**Material for this exercise**:

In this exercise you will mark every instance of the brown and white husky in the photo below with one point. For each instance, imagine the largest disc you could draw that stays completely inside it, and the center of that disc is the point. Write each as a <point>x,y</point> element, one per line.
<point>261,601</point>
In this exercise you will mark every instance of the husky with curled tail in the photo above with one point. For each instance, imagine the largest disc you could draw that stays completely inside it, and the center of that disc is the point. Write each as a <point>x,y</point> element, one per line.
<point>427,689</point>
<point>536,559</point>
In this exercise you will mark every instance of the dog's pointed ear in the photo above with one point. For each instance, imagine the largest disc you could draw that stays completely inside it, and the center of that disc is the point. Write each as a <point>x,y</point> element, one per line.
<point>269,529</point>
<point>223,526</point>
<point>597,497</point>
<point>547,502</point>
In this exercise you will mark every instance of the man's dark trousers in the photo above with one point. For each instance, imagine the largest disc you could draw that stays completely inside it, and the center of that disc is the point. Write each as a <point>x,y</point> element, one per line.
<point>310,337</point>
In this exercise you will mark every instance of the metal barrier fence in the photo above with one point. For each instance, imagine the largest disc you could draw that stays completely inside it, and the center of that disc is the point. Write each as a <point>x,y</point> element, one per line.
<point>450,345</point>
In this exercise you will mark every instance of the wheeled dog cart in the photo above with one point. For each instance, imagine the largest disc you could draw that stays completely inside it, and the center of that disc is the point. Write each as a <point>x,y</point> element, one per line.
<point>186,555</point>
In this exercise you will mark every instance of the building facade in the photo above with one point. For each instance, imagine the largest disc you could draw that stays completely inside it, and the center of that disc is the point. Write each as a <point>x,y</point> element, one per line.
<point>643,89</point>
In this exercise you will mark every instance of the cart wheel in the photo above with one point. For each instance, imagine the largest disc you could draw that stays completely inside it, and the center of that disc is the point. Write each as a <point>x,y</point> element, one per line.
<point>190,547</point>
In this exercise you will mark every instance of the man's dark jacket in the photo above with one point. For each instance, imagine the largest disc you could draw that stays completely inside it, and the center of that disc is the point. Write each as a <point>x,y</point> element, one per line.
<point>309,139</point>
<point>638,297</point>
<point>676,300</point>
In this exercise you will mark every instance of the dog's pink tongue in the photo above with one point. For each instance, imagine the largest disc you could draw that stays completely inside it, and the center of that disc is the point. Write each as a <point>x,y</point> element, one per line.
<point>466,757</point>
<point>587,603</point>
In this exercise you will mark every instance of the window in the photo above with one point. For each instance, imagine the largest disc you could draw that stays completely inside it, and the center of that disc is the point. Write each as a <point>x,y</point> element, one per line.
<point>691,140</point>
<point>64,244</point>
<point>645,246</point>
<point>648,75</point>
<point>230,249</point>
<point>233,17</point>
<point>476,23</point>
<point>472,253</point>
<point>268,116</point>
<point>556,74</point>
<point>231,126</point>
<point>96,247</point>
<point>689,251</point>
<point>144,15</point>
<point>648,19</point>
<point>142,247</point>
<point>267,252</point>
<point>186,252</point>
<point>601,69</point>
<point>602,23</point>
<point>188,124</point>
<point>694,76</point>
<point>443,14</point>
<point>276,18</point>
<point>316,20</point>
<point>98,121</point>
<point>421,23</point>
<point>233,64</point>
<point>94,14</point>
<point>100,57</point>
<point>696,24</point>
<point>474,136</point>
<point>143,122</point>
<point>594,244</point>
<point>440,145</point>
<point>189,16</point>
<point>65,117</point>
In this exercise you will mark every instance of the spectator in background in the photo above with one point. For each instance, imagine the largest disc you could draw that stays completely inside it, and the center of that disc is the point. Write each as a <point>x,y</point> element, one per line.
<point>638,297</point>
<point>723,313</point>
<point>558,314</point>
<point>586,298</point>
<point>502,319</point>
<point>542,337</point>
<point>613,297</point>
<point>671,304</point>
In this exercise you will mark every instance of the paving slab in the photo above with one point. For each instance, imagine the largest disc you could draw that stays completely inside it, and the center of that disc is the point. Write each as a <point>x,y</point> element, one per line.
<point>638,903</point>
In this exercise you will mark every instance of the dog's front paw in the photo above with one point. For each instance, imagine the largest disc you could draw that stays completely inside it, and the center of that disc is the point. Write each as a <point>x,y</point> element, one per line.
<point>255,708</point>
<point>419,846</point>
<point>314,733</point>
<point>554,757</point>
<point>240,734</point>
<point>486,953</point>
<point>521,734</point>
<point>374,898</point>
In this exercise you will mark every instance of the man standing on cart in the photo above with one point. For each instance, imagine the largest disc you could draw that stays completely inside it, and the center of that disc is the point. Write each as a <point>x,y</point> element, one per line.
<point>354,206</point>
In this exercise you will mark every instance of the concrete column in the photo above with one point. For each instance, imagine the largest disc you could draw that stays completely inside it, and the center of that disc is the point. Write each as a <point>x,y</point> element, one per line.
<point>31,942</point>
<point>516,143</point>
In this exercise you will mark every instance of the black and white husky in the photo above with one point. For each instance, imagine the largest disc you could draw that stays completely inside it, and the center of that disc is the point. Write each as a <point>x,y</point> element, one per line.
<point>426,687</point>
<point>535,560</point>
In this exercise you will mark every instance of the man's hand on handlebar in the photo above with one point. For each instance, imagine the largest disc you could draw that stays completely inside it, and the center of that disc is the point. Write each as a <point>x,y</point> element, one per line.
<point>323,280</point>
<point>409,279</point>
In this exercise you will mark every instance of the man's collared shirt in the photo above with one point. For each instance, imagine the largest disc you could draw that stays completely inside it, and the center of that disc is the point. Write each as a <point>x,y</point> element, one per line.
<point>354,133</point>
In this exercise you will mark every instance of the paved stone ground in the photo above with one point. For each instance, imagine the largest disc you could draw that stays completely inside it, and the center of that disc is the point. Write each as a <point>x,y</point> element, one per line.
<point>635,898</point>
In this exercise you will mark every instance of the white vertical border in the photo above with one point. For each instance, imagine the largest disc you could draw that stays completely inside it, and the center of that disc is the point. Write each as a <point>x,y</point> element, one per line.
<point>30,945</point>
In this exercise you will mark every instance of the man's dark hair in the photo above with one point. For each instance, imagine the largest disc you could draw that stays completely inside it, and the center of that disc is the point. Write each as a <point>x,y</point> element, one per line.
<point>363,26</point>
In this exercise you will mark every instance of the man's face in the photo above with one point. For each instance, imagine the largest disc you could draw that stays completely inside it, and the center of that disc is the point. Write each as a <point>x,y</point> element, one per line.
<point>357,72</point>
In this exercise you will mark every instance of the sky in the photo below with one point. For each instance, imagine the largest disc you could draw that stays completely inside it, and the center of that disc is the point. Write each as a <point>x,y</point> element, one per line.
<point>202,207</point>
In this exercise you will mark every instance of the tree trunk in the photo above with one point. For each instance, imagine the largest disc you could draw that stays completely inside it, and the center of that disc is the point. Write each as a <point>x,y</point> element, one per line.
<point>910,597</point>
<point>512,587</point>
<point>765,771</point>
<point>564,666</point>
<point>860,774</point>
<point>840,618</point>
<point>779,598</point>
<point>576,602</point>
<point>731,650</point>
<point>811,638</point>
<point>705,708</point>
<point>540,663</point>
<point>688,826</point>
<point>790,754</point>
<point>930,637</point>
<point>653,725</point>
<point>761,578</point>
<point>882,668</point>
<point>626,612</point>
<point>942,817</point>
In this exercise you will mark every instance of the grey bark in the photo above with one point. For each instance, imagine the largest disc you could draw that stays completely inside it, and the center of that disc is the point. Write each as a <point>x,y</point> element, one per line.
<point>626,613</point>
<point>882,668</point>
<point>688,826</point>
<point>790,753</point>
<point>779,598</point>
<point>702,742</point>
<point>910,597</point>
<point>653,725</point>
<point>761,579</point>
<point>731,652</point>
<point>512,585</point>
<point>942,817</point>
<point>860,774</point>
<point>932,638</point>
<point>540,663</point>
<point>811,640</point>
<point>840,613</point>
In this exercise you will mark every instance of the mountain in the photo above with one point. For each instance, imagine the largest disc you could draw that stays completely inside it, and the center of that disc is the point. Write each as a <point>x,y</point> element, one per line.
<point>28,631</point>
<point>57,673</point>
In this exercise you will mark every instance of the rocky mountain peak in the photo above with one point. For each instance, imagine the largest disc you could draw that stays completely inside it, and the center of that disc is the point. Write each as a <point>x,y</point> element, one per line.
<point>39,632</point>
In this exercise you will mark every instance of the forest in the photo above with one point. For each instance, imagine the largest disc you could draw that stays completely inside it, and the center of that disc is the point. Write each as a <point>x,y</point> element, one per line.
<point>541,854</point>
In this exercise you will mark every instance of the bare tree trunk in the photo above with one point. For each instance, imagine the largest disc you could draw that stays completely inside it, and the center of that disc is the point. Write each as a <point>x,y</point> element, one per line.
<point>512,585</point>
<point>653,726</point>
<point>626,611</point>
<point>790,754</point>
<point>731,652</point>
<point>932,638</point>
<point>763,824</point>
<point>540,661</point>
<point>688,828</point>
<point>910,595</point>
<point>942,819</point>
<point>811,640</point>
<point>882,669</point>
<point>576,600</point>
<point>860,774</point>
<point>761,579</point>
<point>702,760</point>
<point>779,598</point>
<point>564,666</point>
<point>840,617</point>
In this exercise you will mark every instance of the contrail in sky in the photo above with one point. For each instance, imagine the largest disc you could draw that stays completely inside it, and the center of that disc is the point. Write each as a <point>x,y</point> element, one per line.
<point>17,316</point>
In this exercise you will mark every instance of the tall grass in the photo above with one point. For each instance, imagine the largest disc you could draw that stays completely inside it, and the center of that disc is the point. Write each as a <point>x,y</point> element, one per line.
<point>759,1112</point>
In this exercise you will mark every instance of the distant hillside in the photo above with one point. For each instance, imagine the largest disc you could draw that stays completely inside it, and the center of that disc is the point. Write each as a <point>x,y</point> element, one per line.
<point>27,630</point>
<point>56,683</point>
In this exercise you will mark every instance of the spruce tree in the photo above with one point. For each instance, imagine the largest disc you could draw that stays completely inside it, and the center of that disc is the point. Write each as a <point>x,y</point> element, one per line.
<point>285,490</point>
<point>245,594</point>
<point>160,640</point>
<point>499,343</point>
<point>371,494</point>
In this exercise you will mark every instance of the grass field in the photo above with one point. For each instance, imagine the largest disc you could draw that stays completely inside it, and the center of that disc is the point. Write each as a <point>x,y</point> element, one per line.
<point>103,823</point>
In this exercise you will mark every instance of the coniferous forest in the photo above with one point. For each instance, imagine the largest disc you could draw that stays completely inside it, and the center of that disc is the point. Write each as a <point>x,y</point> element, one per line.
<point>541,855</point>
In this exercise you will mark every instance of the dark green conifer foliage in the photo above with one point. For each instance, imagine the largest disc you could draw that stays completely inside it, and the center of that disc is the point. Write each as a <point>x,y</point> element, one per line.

**Stated exercise**:
Rewrite the part of the rows running from the start of the rows through the line containing "<point>261,601</point>", both ends included, with the requests kept. Decrease every coordinate in the answers by 80 and leave the requests unchanged.

**Task output**:
In this exercise you will mark every instance of the brown and white husky in the photo below with one point. For each instance, imagine the largest disc you could draw that stays completely inside it, and the center of that disc is the point. Write each as a <point>x,y</point> element, one per line.
<point>181,521</point>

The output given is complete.